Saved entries
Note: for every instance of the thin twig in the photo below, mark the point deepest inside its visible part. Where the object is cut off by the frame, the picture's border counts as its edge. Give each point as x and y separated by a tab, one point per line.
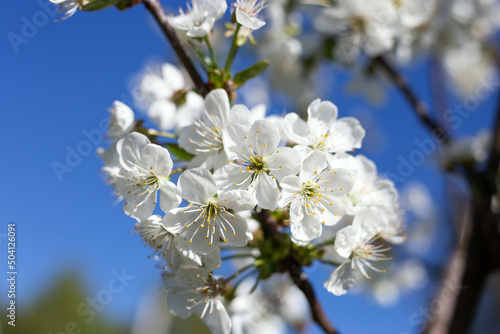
299	278
155	8
419	107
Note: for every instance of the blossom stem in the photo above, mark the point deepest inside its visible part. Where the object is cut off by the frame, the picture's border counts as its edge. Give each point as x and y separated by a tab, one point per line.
240	271
236	256
419	107
178	170
234	48
212	52
298	277
326	243
154	132
155	8
329	262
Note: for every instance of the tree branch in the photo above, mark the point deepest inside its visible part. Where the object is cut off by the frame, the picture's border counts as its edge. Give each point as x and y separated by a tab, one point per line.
155	8
299	278
419	107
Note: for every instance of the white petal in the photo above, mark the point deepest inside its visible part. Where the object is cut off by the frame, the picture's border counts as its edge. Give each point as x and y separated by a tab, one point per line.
340	280
237	234
187	136
218	321
323	111
346	240
173	77
296	129
234	140
217	103
169	196
336	182
266	191
177	301
290	185
175	220
197	238
283	162
197	185
233	176
247	21
263	137
130	148
162	113
304	228
346	134
313	164
239	114
144	207
237	200
157	159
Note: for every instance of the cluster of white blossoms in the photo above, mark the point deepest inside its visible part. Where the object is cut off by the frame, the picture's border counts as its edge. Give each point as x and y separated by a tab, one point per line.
240	165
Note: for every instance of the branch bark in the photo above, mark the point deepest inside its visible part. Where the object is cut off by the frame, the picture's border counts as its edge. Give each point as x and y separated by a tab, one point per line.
418	106
155	8
299	278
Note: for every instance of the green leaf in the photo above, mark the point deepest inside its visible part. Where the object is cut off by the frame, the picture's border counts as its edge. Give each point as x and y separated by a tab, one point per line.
96	5
180	153
249	73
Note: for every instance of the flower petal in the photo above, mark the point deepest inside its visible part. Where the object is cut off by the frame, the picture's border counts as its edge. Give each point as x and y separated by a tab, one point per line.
217	103
157	159
296	129
237	200
340	280
266	191
197	185
323	111
313	164
130	147
237	233
169	196
263	137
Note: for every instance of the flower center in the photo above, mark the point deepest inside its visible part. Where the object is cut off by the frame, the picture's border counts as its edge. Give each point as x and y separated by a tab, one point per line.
257	164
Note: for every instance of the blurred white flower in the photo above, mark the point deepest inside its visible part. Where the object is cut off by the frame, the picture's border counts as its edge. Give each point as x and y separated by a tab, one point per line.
200	17
247	13
170	103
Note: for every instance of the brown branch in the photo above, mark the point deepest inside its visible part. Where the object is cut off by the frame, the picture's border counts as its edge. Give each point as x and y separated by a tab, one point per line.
299	278
155	8
419	107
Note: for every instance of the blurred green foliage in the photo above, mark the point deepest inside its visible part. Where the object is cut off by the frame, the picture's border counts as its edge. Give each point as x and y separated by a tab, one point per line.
54	312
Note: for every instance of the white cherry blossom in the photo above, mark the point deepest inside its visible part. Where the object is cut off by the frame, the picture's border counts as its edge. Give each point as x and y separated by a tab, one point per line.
196	290
146	170
174	250
256	162
247	13
121	121
368	26
200	17
356	244
204	137
316	197
371	192
323	131
170	104
207	219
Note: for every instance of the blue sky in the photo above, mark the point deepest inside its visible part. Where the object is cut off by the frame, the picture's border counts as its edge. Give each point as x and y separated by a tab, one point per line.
58	79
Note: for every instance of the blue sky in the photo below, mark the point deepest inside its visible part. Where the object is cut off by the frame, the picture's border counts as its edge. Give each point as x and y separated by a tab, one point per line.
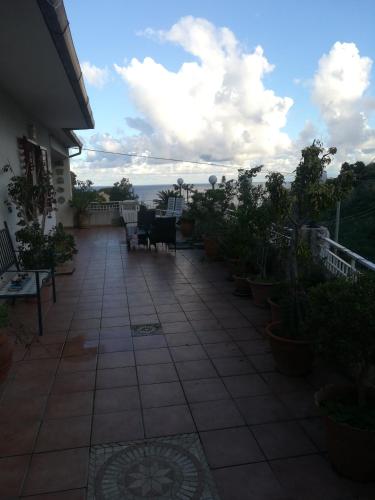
294	35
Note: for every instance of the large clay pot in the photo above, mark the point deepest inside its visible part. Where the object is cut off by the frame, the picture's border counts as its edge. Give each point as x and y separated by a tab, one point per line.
261	292
6	354
350	450
292	357
275	308
186	228
211	247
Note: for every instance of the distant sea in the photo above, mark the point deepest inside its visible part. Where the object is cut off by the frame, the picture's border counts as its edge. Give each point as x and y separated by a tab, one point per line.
148	194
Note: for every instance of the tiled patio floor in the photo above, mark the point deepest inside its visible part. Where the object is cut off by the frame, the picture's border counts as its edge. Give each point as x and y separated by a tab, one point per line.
207	372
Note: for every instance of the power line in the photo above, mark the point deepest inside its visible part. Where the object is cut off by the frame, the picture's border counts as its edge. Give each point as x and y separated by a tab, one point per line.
146	157
161	158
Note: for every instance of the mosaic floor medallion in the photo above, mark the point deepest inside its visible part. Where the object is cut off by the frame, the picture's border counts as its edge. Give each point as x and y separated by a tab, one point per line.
147	329
172	468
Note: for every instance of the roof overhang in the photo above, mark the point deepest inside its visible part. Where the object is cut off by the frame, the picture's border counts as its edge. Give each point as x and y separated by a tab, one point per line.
39	65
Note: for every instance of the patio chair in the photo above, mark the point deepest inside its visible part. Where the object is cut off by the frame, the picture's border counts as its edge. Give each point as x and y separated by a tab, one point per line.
146	218
163	231
30	281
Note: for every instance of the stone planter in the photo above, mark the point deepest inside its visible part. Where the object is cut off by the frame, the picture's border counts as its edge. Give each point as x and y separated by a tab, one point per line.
292	357
351	450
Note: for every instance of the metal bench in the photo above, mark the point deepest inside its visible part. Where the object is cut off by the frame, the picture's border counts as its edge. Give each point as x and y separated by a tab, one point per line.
33	279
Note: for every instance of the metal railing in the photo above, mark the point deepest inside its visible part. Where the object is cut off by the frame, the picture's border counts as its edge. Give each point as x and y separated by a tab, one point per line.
341	261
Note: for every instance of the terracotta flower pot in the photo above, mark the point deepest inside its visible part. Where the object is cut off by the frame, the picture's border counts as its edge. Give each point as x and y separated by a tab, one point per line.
6	354
292	357
276	315
211	247
186	228
242	286
351	450
261	292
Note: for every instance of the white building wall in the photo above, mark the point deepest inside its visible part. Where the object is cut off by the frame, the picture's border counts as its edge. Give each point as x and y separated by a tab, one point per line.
14	123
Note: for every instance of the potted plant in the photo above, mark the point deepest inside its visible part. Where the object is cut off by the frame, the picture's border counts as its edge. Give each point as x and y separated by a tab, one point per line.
37	250
6	348
209	210
343	321
270	212
186	224
291	346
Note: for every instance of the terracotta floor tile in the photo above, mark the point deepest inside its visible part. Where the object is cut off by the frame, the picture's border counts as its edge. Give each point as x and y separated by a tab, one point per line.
149	342
58	470
71	364
25	386
282	439
188	353
261	409
116	360
180	339
80	346
116	377
116	345
167	421
115	332
233	366
190	370
17	437
115	427
163	394
69	405
12	473
205	390
216	415
251	481
116	399
152	356
311	477
115	321
179	327
79	494
71	382
240	386
228	447
64	433
153	374
23	408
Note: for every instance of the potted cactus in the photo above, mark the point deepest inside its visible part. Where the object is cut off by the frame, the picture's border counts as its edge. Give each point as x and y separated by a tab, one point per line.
342	318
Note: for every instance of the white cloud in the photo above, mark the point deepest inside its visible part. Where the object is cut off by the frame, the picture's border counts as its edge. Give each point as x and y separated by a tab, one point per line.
93	75
339	90
217	106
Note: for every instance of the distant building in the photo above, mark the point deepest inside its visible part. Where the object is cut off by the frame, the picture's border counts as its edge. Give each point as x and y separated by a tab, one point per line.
42	98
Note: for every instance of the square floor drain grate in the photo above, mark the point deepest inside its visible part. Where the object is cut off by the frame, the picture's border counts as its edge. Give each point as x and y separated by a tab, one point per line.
168	468
147	329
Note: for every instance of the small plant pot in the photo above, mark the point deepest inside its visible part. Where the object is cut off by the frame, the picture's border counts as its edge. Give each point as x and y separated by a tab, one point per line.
242	286
186	228
350	450
292	357
6	355
261	292
275	308
211	248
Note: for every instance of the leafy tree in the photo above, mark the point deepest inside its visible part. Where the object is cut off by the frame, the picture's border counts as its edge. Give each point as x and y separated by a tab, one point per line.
161	202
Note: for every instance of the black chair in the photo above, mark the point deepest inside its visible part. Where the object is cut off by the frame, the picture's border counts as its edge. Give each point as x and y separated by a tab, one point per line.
163	231
30	280
146	219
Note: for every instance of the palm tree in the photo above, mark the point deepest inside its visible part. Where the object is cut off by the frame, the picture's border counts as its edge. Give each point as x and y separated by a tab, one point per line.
161	202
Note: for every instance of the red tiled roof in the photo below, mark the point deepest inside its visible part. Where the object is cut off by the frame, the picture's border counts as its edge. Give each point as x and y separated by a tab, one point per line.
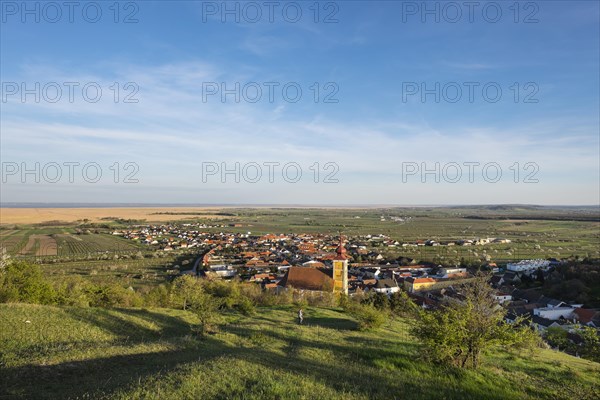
585	315
306	279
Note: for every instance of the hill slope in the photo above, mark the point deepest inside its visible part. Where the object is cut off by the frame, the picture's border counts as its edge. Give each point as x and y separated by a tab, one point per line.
139	353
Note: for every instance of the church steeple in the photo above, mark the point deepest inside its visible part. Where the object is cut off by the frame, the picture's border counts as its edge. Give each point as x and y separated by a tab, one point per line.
340	269
341	250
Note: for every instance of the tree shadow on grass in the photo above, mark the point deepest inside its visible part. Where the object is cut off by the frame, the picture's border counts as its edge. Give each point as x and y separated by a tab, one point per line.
97	377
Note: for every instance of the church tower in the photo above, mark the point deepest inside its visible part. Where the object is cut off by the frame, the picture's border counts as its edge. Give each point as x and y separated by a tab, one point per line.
340	269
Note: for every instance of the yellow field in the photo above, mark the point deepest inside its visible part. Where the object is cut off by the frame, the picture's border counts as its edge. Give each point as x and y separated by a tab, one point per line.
40	215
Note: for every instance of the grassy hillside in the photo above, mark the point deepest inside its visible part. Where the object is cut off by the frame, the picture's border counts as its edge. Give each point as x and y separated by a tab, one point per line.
150	354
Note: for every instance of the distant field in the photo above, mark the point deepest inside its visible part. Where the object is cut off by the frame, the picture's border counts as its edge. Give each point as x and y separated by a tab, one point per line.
66	352
28	216
47	242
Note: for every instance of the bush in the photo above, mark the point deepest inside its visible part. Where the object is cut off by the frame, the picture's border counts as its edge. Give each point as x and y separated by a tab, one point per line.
245	306
206	307
368	317
24	282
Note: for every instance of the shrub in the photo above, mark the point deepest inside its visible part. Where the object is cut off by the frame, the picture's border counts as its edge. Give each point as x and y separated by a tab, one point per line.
245	306
368	317
24	282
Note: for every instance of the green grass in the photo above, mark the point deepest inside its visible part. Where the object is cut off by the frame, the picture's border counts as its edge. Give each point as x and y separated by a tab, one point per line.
151	354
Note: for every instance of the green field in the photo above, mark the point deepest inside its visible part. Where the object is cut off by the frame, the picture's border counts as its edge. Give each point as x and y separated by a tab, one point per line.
535	232
151	354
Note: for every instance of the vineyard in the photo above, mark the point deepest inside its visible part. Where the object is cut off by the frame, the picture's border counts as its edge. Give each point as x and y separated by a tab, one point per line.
60	242
13	241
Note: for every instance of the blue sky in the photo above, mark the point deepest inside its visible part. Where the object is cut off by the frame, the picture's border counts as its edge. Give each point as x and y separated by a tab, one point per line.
368	57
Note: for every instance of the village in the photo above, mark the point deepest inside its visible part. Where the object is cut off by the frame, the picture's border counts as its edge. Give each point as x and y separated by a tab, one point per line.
304	262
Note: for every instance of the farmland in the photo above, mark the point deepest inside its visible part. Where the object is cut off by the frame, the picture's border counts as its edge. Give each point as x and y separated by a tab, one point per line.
46	242
88	248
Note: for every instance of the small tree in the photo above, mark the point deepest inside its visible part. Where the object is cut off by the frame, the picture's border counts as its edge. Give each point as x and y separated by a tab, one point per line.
206	307
591	343
461	330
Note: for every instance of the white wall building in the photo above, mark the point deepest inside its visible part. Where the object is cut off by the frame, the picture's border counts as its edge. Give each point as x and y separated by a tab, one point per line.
554	313
527	265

YOUR GOAL. Return exactly the lines of the data, and only those, from the line with "Note: for every instance of the green field" through the last line, inclusive.

COMPLETED EXERCISE.
Note: for every instance of the green field in the photo above, mark the point deepest inside its visible part. Where the object is cut off by the frame, the picture's border counts as its edge. Give each point as x and y separated by a tab, one point per line.
535	232
151	354
Note: for every instance of the vineyard in the photo above, mark the point deepest inside its visible part. Where the object is cut off by the frame, the picture's border counts as its edge. Give each point as x and y separated by a tab, one point per line.
60	242
13	241
Note: for every instance of the blue sky in the photo above, mark the point deepest inside its visible part. Where the object is cut off by the frame, the picture's border counts as its edge. Give each point as x and y separated by a tab, one point per line.
368	57
Note: for every instance of the village in the photo above, mark the point deepest inside its visible part. Where the object is cut off by the frame, the picture's border counts as its edge. Give each point as x and y separated by a tab, one point per line.
304	262
Note: for every instance of the farmland in the photo above, mark the point deepest inside its visible part. Where the object is cut off by the frame, the picture's border counts as its edge. Give each point as x and y separated by a tab, one point per line.
46	242
88	248
Note: for every instance of the small tree in the photo above, mark the point deepest inside its visible part. Where the object is cut off by the frame, the picture's border counts as its edge. Give each point as x and y separated by a tab, one point per line.
206	307
591	343
461	330
Note: for every instance of the white wall building in the photo above, mark the point deepest inside its visible part. Where the object is cut off by the frame, the picture's border counts as its edge. Give each point as x and y separated by a tab, one point per line.
554	313
527	265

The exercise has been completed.